(Data excerpts Opens)
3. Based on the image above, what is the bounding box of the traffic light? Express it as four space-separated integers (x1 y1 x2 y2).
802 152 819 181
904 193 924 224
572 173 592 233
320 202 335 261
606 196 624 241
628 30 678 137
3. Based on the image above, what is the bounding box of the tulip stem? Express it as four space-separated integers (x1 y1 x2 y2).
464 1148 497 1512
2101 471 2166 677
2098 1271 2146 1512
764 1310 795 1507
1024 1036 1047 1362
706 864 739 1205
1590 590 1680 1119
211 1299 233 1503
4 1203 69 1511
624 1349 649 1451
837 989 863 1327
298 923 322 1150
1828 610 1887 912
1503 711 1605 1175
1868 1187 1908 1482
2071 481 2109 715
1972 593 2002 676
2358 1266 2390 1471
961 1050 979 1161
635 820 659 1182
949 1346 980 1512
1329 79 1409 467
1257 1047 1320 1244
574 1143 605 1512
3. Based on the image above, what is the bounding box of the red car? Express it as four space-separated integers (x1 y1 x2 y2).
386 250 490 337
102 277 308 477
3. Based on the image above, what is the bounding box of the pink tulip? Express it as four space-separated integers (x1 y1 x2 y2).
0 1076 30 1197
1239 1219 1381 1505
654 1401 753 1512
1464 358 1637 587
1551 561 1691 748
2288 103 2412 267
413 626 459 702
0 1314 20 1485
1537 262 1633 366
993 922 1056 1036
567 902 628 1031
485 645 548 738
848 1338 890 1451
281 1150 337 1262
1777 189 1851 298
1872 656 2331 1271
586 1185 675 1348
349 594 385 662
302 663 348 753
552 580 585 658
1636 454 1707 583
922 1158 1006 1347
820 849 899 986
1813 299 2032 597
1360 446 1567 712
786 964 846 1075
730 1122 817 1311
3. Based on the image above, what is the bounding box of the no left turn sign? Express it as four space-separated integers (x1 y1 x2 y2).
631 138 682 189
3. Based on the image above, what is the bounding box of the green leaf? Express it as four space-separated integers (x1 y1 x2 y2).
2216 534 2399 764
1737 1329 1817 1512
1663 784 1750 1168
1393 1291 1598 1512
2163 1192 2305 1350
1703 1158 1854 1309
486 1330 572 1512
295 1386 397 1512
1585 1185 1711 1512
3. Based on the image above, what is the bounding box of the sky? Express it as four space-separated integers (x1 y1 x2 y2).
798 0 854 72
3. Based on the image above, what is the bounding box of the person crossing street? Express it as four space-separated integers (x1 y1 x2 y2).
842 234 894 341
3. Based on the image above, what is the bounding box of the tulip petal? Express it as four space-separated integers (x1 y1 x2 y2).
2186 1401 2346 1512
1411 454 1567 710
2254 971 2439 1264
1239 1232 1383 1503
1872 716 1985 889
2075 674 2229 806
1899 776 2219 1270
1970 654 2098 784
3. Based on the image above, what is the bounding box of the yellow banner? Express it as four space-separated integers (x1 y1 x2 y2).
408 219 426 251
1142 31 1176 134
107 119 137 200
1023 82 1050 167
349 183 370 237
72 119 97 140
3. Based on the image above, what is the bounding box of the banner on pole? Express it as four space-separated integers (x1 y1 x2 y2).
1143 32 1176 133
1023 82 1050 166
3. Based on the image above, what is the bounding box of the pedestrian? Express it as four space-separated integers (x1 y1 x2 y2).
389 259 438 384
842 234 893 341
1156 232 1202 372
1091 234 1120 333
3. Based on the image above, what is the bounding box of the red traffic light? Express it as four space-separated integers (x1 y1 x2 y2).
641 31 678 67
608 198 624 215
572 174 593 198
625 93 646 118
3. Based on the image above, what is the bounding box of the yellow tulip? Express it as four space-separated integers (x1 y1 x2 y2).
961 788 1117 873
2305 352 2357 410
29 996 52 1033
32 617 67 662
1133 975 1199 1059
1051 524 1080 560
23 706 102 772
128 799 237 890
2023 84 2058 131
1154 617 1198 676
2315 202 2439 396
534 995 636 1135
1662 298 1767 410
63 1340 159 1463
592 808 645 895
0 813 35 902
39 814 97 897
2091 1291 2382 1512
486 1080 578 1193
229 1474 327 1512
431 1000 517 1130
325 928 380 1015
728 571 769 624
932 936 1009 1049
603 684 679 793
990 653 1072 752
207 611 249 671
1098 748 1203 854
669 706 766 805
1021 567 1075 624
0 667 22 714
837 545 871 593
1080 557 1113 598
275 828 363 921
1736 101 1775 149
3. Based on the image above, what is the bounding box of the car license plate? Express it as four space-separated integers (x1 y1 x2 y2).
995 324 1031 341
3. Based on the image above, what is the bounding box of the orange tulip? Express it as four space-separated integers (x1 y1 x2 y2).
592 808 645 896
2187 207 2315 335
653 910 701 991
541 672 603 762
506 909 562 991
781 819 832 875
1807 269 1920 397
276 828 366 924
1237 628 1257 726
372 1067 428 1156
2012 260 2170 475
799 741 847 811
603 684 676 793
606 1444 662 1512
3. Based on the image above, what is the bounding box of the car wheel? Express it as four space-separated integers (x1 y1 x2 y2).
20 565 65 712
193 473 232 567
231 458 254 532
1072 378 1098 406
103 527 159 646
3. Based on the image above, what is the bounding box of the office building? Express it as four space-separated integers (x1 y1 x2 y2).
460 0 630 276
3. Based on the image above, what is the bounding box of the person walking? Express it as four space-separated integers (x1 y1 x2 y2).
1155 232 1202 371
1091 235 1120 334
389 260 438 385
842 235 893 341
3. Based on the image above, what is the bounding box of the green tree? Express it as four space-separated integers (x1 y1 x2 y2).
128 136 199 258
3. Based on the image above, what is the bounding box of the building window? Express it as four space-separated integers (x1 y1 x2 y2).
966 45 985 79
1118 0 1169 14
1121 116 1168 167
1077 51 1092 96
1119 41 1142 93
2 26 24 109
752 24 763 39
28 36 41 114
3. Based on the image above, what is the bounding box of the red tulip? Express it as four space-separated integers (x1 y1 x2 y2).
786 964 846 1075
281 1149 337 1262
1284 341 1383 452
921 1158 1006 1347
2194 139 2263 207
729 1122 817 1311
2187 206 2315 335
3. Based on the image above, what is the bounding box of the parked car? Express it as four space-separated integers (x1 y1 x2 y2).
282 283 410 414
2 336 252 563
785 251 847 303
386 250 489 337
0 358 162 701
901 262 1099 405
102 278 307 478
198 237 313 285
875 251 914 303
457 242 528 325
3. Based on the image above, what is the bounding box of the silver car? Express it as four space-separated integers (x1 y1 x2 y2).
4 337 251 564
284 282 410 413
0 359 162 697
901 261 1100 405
(Data excerpts Closes)
Work to be completed:
Go through the records above and copy each line exactly.

Worked solution:
3. Based on the image above, what is the bounding box of the traffic light? Express it as four space-separated integers (x1 y1 x2 y2).
802 152 819 181
904 193 924 224
572 173 592 233
320 202 335 261
606 196 624 241
628 30 678 137
3. Based on the image above, what is the bounding box of the tulip stem? Express it as four space-separated integers (x1 y1 x2 y2).
464 1148 497 1512
2101 471 2166 677
2098 1271 2146 1512
764 1310 795 1507
1024 1036 1047 1362
706 864 739 1205
1590 590 1680 1119
211 1299 233 1503
4 1203 69 1511
624 1349 649 1451
837 989 863 1327
298 923 322 1150
1828 610 1887 912
1503 711 1605 1175
1868 1187 1908 1482
2071 481 2109 715
1972 593 2002 676
2358 1266 2390 1471
961 1050 979 1161
635 820 659 1182
949 1346 980 1512
1329 79 1409 467
1257 1047 1320 1244
574 1143 605 1512
3. Based on the image above, what is the bounding box of the red car? Express it as four space-separated integers (x1 y1 x2 y2).
386 250 490 337
102 277 308 477
3. Based on the image above, what is the bounding box of the pink tulip? Express it as four space-separated integers (x1 y1 x2 y2).
0 1076 30 1197
1239 1219 1381 1505
654 1401 753 1512
1464 358 1637 587
1551 561 1691 748
2288 103 2412 267
413 626 459 702
0 1314 20 1485
1537 262 1633 366
993 922 1056 1036
567 902 628 1031
485 645 548 738
848 1338 890 1451
281 1150 337 1262
1777 189 1851 298
1872 656 2331 1271
586 1185 675 1348
349 594 385 662
302 663 348 753
552 580 585 658
1636 454 1707 583
922 1158 1006 1347
820 849 899 986
1813 299 2032 597
1360 446 1567 712
786 964 846 1075
730 1122 817 1311
3. Based on the image above, what is the bounding box of the no left turn sign? Express it as four space-separated integers (x1 y1 x2 y2).
631 138 682 189
3. Based on the image above, what is the bounding box of the green leaf? Express it as four space-separated integers (x1 y1 x2 y2).
2216 534 2399 764
1737 1329 1817 1512
1663 784 1750 1168
1393 1291 1598 1512
2163 1192 2305 1350
1703 1158 1854 1309
486 1330 572 1512
295 1386 397 1512
1585 1185 1711 1512
3. Based on the image above, what is the bounding box of the sky? Express it as four space-separated integers (x1 y1 x2 y2).
798 0 854 72
3. Based on the image above, what is the bounding box of the person crossing street? Express it as four space-separated integers (x1 y1 x2 y2).
842 234 894 341
3. Based on the image above, what is the bounding box of the tulip petal? Express it as four space-separated integers (x1 y1 x2 y2).
2186 1401 2346 1512
1411 454 1567 710
2254 971 2439 1264
1239 1232 1383 1503
1872 716 1985 889
2075 674 2229 806
1899 776 2219 1270
1970 654 2098 784
3. Based on the image above, what is the bounding box of the yellow banner? Express it as four space-separated integers (x1 y1 x2 y2).
408 219 426 251
1142 31 1176 134
107 119 137 200
1023 82 1050 167
349 183 370 237
72 119 97 140
3. Based on the image above, what is the bounding box of the banner on pole? Express it as four space-separated integers (x1 y1 x2 y2).
1143 32 1176 133
1023 82 1050 166
3. Based on the image above, what is the bounding box of the pedestrian? Express it as four space-separated integers (x1 y1 x2 y2).
389 259 438 384
842 234 893 341
1156 232 1202 372
1091 234 1120 333
3. Based on the image above, what is the bounding box of the red traffic light? Express it as four space-separated integers (x1 y1 x2 y2).
641 31 678 67
608 198 624 215
572 174 593 198
625 93 646 118
3. Based on the image above, what is the bounding box of the yellow tulip? Express it as four space-separated integers (x1 y1 x2 y2).
961 788 1117 873
2305 352 2357 410
29 996 52 1033
32 617 67 662
1133 975 1199 1059
1051 524 1080 560
23 706 102 772
128 799 237 890
2023 84 2058 131
1154 617 1198 676
2315 202 2439 396
534 995 636 1135
1662 298 1767 410
63 1340 159 1463
592 808 645 895
0 813 35 902
39 814 97 897
2091 1291 2382 1512
486 1080 578 1193
229 1474 327 1512
431 1000 517 1130
325 928 380 1015
728 571 769 624
932 936 1009 1049
603 684 679 793
990 653 1072 752
207 611 249 671
1098 748 1203 854
669 706 766 805
1021 567 1075 624
0 667 22 714
837 545 871 593
1080 557 1113 598
275 828 363 921
1736 101 1775 149
3. Based on the image above, what is the bounding box of the car license plate? Express it as four space-separated integers (x1 y1 x2 y2).
995 324 1031 341
3. Based on the image above, what is the bounding box of the orange tulip? Express it as four space-separated integers (x1 y1 x2 y2).
592 808 645 896
2187 207 2315 335
653 910 701 991
541 672 603 762
506 909 562 991
781 819 832 875
1807 269 1920 397
276 828 366 924
1237 628 1257 726
372 1067 428 1156
2012 260 2170 475
799 741 847 811
603 684 676 793
606 1444 662 1512
3. Based on the image above, what is the bounding box of the car wheel? Express it as four space-separated integers (x1 y1 x2 y2).
20 565 65 712
193 473 232 567
231 458 254 532
1072 378 1098 406
103 527 159 646
3. Based on the image above, what is the bounding box of the office building? Express it as four space-separated integers (x1 y1 x2 y2).
460 0 630 276
3. Based on the image above, what is the bounding box of the person walking? Express it as four space-separated integers (x1 y1 x2 y2).
1155 232 1202 371
1091 235 1120 334
389 260 438 385
842 235 893 341
3. Based on the image above, what is the bounding box of the green tree? Express it as four space-separated integers (x1 y1 x2 y2).
128 136 199 258
3. Based on the image above, what is the bounding box of the building window? Express it as four space-separated integers (x1 y1 x2 y2).
966 45 985 79
1118 0 1169 14
1121 116 1168 167
1077 51 1092 96
1119 41 1142 93
2 26 24 109
752 24 763 39
28 36 41 114
3. Based on the image above, what is the bounding box of the red tulip? Express it as four space-separated integers (x1 y1 x2 y2).
786 964 846 1075
281 1149 337 1262
1284 341 1383 452
921 1158 1006 1347
2194 139 2263 207
729 1122 817 1311
2187 206 2315 335
3. Based on the image above, what is the bounding box of the parked car? Express it as four space-separated integers (x1 y1 x2 y2).
282 283 410 414
2 336 252 563
785 251 847 303
386 250 489 337
0 358 162 701
901 262 1099 405
102 278 307 478
198 237 313 285
875 251 914 303
457 242 528 325
3. Based on the image above, what is the bounding box of the silver car? Express it as four space-separated integers (x1 y1 x2 y2).
4 337 251 564
284 282 410 413
0 359 162 697
901 261 1100 405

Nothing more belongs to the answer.